● **STATED EXERCISE**
Print every one of the records below word for word, leaving out the pictures.

● **THE DATA**
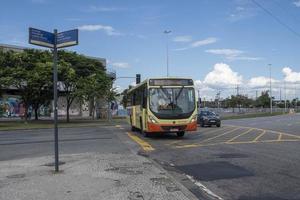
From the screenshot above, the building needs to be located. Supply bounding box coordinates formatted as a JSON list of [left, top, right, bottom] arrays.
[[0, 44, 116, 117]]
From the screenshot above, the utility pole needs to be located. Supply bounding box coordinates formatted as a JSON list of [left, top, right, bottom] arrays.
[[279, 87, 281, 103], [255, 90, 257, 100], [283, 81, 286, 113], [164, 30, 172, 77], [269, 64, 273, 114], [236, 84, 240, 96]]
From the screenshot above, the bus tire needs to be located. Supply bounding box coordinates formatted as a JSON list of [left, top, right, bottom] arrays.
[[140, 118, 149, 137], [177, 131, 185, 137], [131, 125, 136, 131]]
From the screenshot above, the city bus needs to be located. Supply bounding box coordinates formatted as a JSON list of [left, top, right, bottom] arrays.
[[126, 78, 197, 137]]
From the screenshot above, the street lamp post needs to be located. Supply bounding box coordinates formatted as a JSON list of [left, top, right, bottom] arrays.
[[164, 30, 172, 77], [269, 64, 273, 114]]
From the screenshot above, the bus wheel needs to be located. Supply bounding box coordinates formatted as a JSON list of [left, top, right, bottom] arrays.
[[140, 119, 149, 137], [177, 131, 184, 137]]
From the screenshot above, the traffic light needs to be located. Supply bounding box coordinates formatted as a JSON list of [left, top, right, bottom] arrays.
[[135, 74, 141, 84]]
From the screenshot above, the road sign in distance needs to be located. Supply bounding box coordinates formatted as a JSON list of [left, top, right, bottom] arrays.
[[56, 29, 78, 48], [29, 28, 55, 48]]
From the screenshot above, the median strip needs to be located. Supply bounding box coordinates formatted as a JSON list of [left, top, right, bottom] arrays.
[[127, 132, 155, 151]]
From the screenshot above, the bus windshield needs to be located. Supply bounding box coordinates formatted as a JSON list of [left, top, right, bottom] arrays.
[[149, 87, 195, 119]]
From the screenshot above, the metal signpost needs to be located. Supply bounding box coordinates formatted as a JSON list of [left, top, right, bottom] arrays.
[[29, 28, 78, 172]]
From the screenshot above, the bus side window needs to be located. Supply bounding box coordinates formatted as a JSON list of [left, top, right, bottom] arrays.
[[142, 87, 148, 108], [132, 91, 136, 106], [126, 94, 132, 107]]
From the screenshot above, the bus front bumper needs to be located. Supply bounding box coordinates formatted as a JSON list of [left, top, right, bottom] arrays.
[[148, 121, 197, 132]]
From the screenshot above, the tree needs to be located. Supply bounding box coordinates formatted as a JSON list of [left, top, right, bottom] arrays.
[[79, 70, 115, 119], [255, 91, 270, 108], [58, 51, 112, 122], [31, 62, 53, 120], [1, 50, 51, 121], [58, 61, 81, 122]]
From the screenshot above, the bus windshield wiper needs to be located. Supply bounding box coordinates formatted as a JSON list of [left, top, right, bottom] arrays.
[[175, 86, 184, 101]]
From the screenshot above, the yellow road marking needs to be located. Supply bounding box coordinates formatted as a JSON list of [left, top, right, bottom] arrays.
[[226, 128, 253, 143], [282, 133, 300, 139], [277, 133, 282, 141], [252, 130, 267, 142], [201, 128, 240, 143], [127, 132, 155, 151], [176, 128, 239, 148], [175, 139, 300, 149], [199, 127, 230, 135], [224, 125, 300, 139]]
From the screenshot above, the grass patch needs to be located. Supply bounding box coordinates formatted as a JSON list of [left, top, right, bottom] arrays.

● **OUTPUT OF THE TASK**
From the screenshot above, the building needs to be located. Supply bounding box coordinates formatted as a JSON list of [left, top, right, bottom] arrays.
[[0, 44, 116, 117]]
From the screenshot above, the utility pole needs to be located. Supply bounding box coordinates formatted as a JSON list of [left, top, right, bottom] arrays.
[[279, 87, 281, 103], [255, 90, 257, 100], [283, 81, 286, 113], [164, 30, 172, 77], [269, 64, 273, 114], [236, 84, 240, 96]]
From the screenshot above, the bus tire needs to be located. Supply bounding box coordinates formatted as a JSON list of [left, top, right, bottom] arrays.
[[140, 118, 149, 137], [177, 131, 185, 137], [131, 125, 136, 131]]
From the screenshot above, the city bus needs to be located. Supply bounding box coordinates formatted as a JSON list of [left, top, right, bottom] arrays.
[[126, 78, 197, 137]]
From the screenshot above, the street lamp post needs to be located. Supply bounding box coordinates formatted as a JSON list of [left, top, right, bottom] arrays.
[[164, 30, 172, 77], [269, 64, 273, 114]]
From the screenshot above, the bus wheel needs to be located. Supply bounding box coordinates formatted as a JSON list of [left, top, right, bottom] arrays.
[[140, 119, 149, 137], [177, 131, 184, 137]]
From the screenshot above, the traffic light needs to be located. Supply bounding box coordinates formatted as a JSON list of [left, top, right, bottom] arrays.
[[135, 74, 141, 84]]
From the screenshot above, the road sign in distance needs to be located. Supply bounding box coordinates formatted as a JSON list of [left, top, right, bottom] arrays.
[[56, 29, 78, 48], [29, 28, 55, 48]]
From the screenshot above, the median strip needs to be located. Supply bounding box coordinates formatted as a JSON list of [left, top, right, bottom] arrays.
[[127, 132, 155, 151]]
From the screenshot above, the bus windshield needs to be located. Supply bounding box coordinates formatted as a JSON list of [left, top, right, bottom] arrays.
[[149, 87, 195, 119]]
From the screenshot above, the metal signpost needs to be located. Supply bounding box coordinates formatted as a JSON list of [left, top, right, bottom] arrays.
[[29, 28, 78, 172]]
From the screenshot above, the bus side window needs to be located. Supply bounding box coordinates formatted as a JSON list of [left, top, right, bottom] arrays.
[[142, 87, 148, 108], [132, 91, 136, 106], [126, 94, 132, 107]]
From the screenshot above, the bus front bumper needs to be located. Supply bounding box coordinates formatted as a JSON list of [left, top, right, bottom] arrays.
[[148, 121, 197, 132]]
From the screenshot above, the tree needs to be located. Supply bounding box coordinates formatted as a JSON list of [left, top, right, bottom] arrays.
[[79, 70, 115, 119], [255, 91, 270, 108], [58, 51, 112, 122], [31, 62, 53, 120], [1, 50, 51, 121], [58, 61, 81, 122]]
From the screenshot above, the bus windshield wiper needs to be located. Supply bounding box coordinates formatted as a JSON list of [left, top, right, bottom] arrays.
[[175, 86, 184, 101]]
From the screenshot above, the yellow road marking needs to be located. Supply bounding box coordinates formatted as a JSON list of [left, top, right, bottom] arrays.
[[226, 128, 253, 143], [282, 133, 300, 139], [277, 133, 282, 141], [252, 130, 267, 142], [201, 128, 240, 143], [127, 132, 155, 151], [176, 128, 239, 148], [175, 139, 300, 149], [199, 127, 230, 135], [224, 125, 300, 139]]
From the screenshot above, the grass patch needs to be located. Supply bounding box coordinates formatted as a JSON list of [left, top, right, bottom] arrays.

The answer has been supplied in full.